Giungono “dalla porta” che collega il foyer con la platea “gli attori della compagnia”: “uomini e donne, prima uno, poi un altro, poi due insieme”. Qui Pirandello scrive che l’ingresso può avvenire “a piacere” ovvero secondo quelle che sono le esigenze, la voglia e le caratteristiche di chi sta mettendo in scena Sei personaggi. Così c’è chi trascina il trolley, chi ha una borsa sottobraccio, chi stringe un copione nella mano; c’è chi dice “Milano mi odia!”, chi afferma di aver trovato traffico, chi racconta di aver dovuto chiamare un taxi. “Entrano” e “si salutano augurandosi il buongiorno” e dunque: baci, abbracci, qualche pacca sulla spalla, un entra ed esci frettoloso come se si avviassero “ai loro camerini” per tornare subito in assito. “Sarà bene” consiglia ancora Pirandello “che questa prima scena a soggetto abbia, nella sua naturalezza, molta vivacità”. E infatti: reciproche battute, un “come direbbe Asselta…”, il riferimento alla Basilicata (il cui circuito teatrale paga in ritardo o non paga proprio), Michele Sinisi e Stefania Medri che inquadrano il pubblico componendo un obiettivo con le mani, Marco Cacciola che cita certi spettacoli passati (La masseria delle allodole, I promessi sposi, Miseria & Nobiltà) e – al posto del lamento “per la parte che gli è stata assegnata” – una lite tra Gianni D’Addario e Ciro Masella (“sono sei anni che mi rompi le palle!”; “impara a recitare!”): rimando alla pochezza attorale di cui si lagna Pirandello per tutta la sua vita, dimostrazione dell’umanità quotidiana e miserevole (e al tempo stesso irrinunciabile) su cui si fonda il teatro ma anche conseguenza (divertita) di una precisa indicazione autorale: qualcuno tra gli attori “leggerà forte ai compagni”, afferma infatti Pirandello, “qualche notizia in un giornaletto teatrale”. Cosa legge, richiamando l’attenzione generale e tenendo stretto nella destra uno smart, Ciro Masella? In prima è toccato non – come alcuni hanno scritto – a un articolo fake e dunque inventato apposta: si tratta invece di ampie parti della recensione de I promessi sposi firmata da Vincenzo Sardelli su KLP il 24 luglio del 2017. Non dubito del fatto che, nelle repliche successive, altre recensioni (magari di Sei personaggi) e i commenti social (in particolar modo quelli negativi) abbiano potuto trovare posto in questa prima parte di spettacolo.

- _DATI FORNITI_
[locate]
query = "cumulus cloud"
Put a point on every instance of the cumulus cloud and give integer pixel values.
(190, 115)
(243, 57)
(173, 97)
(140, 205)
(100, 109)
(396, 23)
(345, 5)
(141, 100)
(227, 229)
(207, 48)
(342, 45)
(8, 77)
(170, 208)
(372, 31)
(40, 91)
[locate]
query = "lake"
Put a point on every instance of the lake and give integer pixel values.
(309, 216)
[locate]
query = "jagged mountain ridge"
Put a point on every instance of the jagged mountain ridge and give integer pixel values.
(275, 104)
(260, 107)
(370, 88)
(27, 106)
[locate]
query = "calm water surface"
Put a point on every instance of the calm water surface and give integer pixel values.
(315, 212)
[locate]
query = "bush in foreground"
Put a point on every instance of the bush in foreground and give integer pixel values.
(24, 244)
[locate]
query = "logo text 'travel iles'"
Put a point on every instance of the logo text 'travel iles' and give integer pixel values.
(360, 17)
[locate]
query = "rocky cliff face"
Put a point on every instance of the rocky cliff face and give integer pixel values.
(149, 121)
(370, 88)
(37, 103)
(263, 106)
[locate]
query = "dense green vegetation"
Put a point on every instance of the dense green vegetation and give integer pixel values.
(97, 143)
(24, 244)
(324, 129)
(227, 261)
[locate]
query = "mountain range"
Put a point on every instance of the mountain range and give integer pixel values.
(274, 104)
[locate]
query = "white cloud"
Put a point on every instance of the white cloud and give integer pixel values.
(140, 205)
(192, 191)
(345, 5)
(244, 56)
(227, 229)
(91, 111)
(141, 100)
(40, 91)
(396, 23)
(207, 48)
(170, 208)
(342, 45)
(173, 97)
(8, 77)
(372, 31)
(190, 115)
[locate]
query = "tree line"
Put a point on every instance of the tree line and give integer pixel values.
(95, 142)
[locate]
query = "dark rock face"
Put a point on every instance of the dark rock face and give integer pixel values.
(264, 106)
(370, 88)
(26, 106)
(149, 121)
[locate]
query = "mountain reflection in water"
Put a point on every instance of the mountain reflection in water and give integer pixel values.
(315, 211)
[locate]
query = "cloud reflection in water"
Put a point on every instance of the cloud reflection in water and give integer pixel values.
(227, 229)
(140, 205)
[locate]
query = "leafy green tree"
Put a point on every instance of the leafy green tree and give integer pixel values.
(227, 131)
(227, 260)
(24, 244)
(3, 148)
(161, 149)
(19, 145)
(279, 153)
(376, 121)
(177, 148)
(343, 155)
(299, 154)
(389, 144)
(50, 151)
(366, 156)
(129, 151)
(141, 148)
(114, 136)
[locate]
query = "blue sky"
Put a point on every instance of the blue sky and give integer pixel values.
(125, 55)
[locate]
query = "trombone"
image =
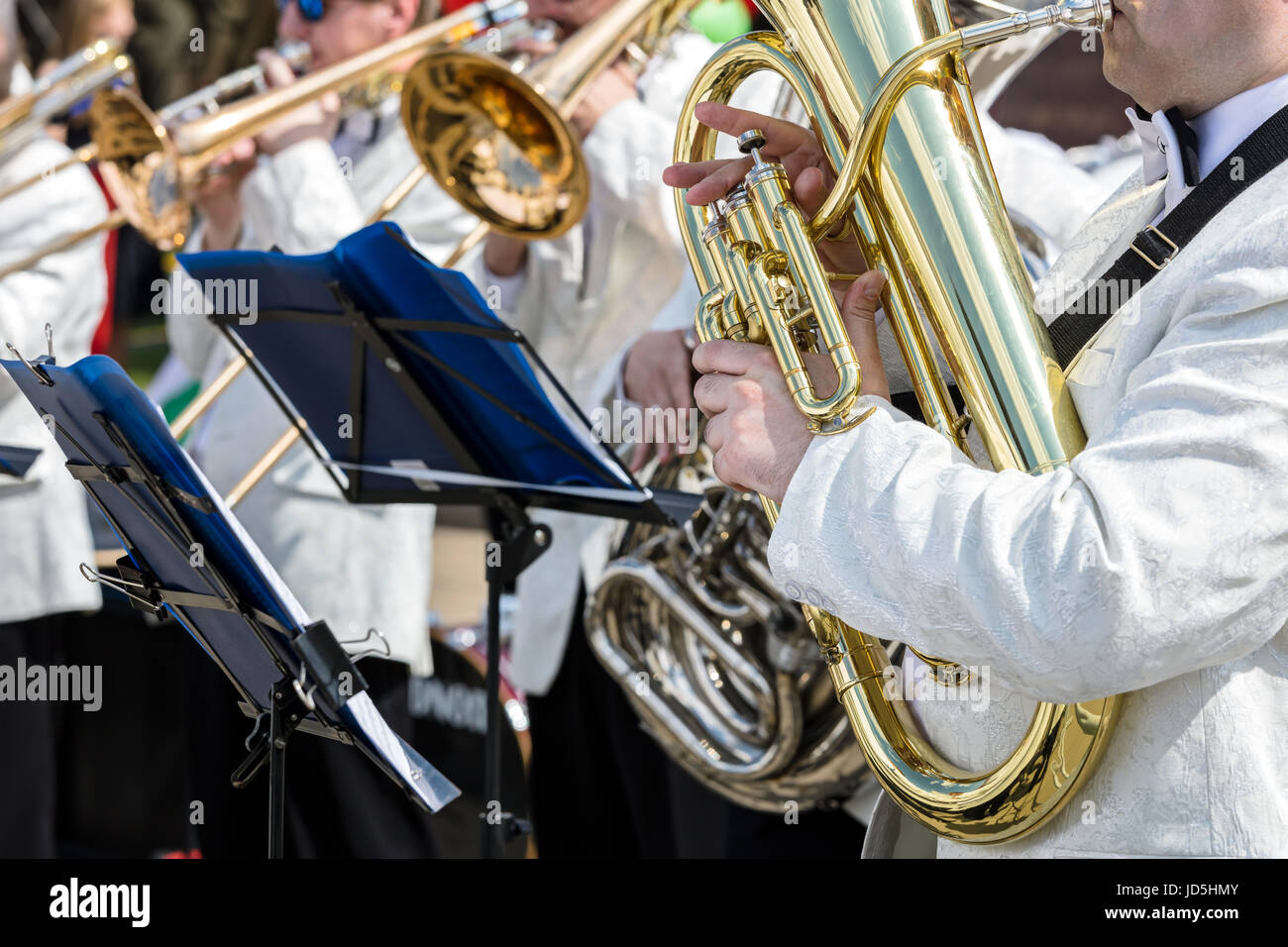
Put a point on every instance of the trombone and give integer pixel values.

- _IL COMPITO_
Rispondi in base all'estratto sulla messa in scena di Sei personaggi:
(a) Quali spettacoli passati cita Marco Cacciola?
(b) Che cosa tiene stretto nella destra Ciro Masella mentre legge?
(c) Di chi è la recensione letta in prima, su quale testata e in che data è uscita?
Le voci costituiscono materiale a sé, distinto dall'estratto.

- _RISPOSTA_
(a) La masseria delle allodole, I promessi sposi e Miseria & Nobiltà.
(b) Uno smart.
(c) Di Vincenzo Sardelli, uscita su KLP il 24 luglio del 2017.